A groundbreaking scientific method developed at Tel Aviv University is poised to accelerate our understanding of PTEN, a gene crucial for cellular growth. This breakthrough could lead to significant advancements in treating various conditions, including developmental disorders and different forms of cancer. The study, led by Dr. Tal Laviv from the Faculty of Medical and Health Sciences, was published in the esteemed journal Nature Methods (Genetically encoded biosensor for fluorescence lifetime imaging of PTEN dynamics in the intact brain).
The research team explains that cells in the human body continuously adjust their size and division rate to adapt to their environment throughout life. This process is vital for normal development, as cells undergo precise regulation of growth. Disruptions to this regulation can result in serious diseases, such as cancer and developmental disorders.
In the brain, regulating cellular growth is especially important during early development in the first few years of life. Numerous genes contribute to this regulation, but one gene in particular—PTEN (Phosphatase and Tensin Homologue)—plays a central role. Mutations in PTEN are linked to various conditions, including autism, epilepsy, and cancer.

_Material provided_.

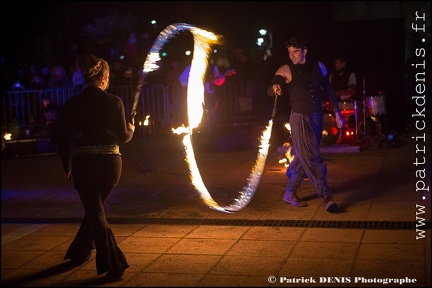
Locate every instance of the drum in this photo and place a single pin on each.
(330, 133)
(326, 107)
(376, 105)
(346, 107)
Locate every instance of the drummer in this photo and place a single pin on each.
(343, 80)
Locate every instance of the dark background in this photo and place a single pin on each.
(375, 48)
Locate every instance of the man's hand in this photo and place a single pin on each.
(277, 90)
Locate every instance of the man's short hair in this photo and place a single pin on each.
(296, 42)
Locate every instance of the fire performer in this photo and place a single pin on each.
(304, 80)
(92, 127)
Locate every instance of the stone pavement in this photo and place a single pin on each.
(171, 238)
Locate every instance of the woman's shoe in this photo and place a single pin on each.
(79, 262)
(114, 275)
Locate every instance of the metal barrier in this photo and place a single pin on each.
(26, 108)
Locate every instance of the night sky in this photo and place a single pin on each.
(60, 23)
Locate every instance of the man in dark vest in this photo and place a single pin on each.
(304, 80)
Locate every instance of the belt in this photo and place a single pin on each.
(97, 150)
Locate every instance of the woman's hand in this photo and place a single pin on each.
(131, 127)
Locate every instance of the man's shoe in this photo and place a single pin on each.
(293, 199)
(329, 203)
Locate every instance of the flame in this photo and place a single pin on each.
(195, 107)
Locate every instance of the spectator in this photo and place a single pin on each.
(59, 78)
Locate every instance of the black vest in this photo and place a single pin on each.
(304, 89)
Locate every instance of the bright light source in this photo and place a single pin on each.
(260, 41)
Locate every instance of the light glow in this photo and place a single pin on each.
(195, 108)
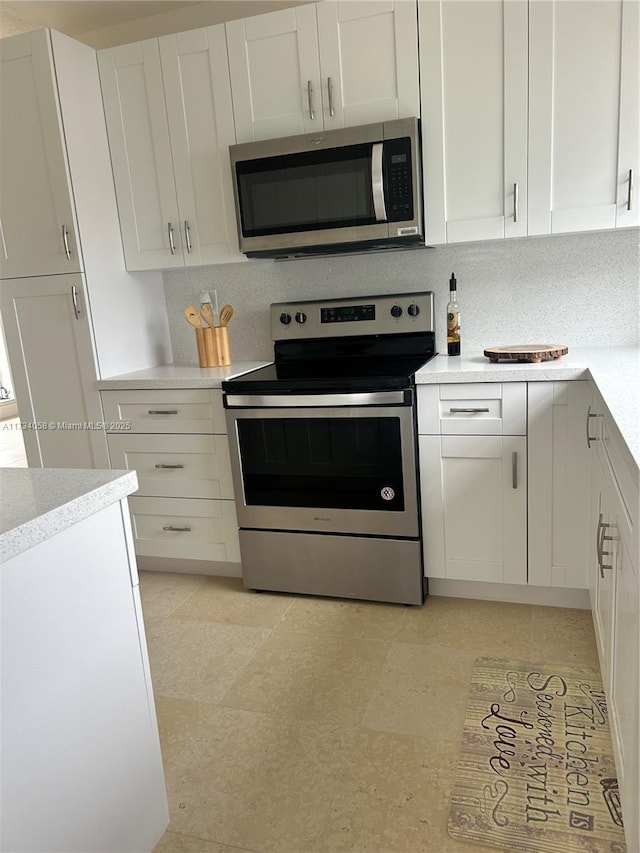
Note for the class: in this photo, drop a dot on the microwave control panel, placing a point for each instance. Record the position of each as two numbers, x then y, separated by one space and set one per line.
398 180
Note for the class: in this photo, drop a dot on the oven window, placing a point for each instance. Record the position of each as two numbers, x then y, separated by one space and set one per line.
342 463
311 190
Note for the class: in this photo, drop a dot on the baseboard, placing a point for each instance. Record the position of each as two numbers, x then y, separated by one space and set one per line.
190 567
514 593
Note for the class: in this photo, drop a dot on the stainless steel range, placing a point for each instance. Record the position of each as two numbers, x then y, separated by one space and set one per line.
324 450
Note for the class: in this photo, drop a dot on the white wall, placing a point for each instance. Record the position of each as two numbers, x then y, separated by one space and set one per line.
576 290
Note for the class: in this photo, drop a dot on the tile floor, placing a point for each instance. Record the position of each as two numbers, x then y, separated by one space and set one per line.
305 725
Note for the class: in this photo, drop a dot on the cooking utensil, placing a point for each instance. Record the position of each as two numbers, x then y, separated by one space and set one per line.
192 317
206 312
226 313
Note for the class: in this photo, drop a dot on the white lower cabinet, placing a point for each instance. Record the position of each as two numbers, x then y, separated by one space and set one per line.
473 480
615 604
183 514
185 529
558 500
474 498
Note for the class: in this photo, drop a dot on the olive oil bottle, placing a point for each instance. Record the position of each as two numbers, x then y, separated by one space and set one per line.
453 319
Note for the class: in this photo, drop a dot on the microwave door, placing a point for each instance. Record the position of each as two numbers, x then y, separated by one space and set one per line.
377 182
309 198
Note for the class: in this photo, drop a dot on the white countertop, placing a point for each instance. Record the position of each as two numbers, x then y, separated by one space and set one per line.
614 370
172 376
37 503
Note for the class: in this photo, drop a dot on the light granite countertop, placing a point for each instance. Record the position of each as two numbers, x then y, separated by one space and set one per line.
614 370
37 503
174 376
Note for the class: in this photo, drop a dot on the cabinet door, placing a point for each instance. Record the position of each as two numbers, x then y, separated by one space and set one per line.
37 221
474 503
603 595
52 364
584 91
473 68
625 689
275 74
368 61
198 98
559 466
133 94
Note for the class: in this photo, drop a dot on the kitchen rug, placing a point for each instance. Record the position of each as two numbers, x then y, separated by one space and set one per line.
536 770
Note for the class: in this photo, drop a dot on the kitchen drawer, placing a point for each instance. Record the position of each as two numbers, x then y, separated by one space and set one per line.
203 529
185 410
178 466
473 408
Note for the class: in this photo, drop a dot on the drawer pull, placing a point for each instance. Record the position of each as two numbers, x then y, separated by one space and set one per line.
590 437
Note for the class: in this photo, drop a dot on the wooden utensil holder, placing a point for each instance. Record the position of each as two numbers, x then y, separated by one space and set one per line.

_Action item_. Extend the article about the Tel Aviv University PTEN study, picking up right after its final sentence.

_Response box_.
Dr. Tal Laviv states, “PTEN is essential for regulating cell growth in the brain by providing a stop signal. Its activity is crucial to maintaining cells at the right size and state. There’s growing evidence that mutations in PTEN, which reduce its activity, contribute to diseases like autism, macrocephaly, cancer, and epilepsy. Despite its critical role, scientists have lacked the tools to measure PTEN activity directly, especially in the intact brain, which would greatly enhance our understanding of its role in health and disease.”
Dr. Laviv and his team, led by MD-PhD student Tomer Kagan, have developed an innovative tool that directly measures PTEN activity with high sensitivity in multiple research models, including in the intact brains of mice. This pioneering technology, combining advancements in genetics and microscopy, will offer deeper insights into PTEN’s essential role in normal brain development and improve our understanding of PTEN-related diseases like cancer and autism.
The researchers anticipate that this new tool will facilitate the development of personalized treatments by monitoring PTEN activity in various biological settings. Additionally, it could aid in early disease detection, leading to faster and more effective therapies.